(Dataset excerpts)
◇ ◇ ◇ ◇ ◇ ◇ ◇

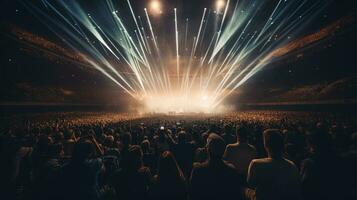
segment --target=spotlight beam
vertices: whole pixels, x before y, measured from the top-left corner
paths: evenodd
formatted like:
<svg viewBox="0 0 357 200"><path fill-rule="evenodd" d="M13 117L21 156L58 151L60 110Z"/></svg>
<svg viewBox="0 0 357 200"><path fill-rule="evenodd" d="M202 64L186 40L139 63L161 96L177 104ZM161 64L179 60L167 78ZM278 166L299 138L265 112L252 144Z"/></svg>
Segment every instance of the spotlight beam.
<svg viewBox="0 0 357 200"><path fill-rule="evenodd" d="M180 84L180 55L179 55L179 32L177 29L177 11L174 8L175 12L175 40L176 40L176 71L177 71L177 82Z"/></svg>
<svg viewBox="0 0 357 200"><path fill-rule="evenodd" d="M165 109L176 110L190 110L192 105L215 110L271 63L288 38L303 31L329 1L279 0L273 8L266 1L241 0L232 8L230 0L221 1L217 14L204 8L199 23L189 23L189 18L181 21L174 8L175 35L169 38L175 37L175 42L166 44L167 38L155 35L154 28L160 27L153 27L148 10L144 8L142 19L130 0L126 1L130 20L121 16L125 12L116 10L112 0L91 11L93 16L78 1L43 0L40 7L22 0L87 63L130 96L148 106L160 96L165 99L162 104L173 102ZM198 31L190 34L194 24L199 24ZM174 51L170 55L160 47Z"/></svg>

◇ ◇ ◇ ◇ ◇ ◇ ◇

▶ [What the task requires]
Return a word-for-word copy of the lines above from the one holding "vertices: whole pixels, x" through the one holding "64L186 40L139 63L161", with both of them included and nothing besides.

▶ [Result]
vertices: whole pixels, x before y, measured from the top-left corner
paths: evenodd
formatted like:
<svg viewBox="0 0 357 200"><path fill-rule="evenodd" d="M13 117L21 156L58 151L60 110Z"/></svg>
<svg viewBox="0 0 357 200"><path fill-rule="evenodd" d="M202 64L186 40L139 63L161 96L177 104ZM161 64L179 60L167 78ZM278 166L299 138L265 112L252 144Z"/></svg>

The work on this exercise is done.